EXERCISE OBJECTIVE
Set out each nonblank line of the material below as a row in a Markdown table with the columns Row and Line. Leave out the pictures.

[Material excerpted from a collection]
↓

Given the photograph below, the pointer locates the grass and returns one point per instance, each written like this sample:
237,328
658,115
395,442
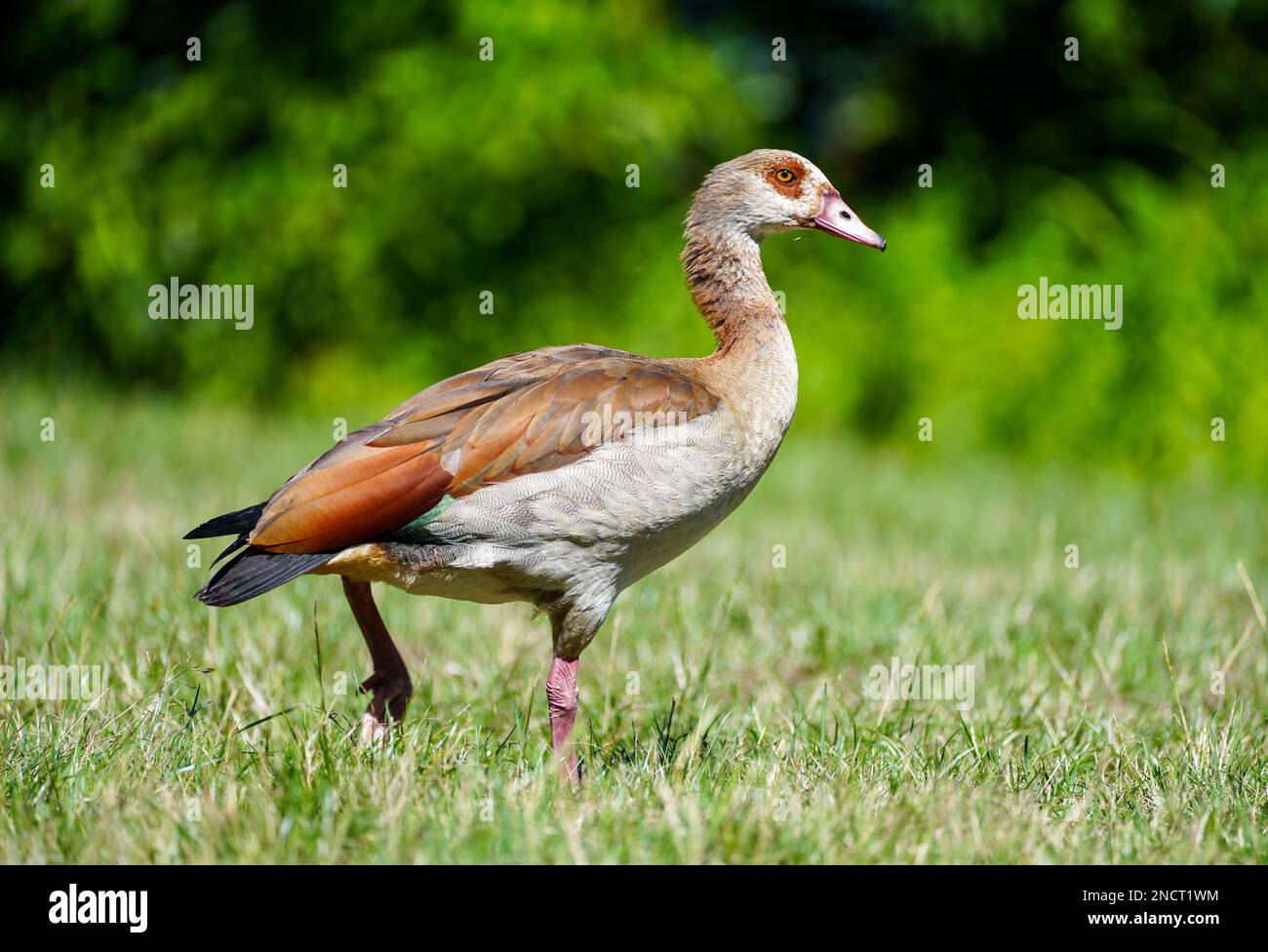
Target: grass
724,715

↑

CORRECT ANSWER
| Row | Line |
|---|---|
| 1 | Given the photograph below, the pointer locates the grass and returns one point per instance, each written like this sample: |
| 2 | 237,328 |
| 3 | 658,115 |
| 4 | 395,442 |
| 5 | Target: grass |
| 6 | 724,715 |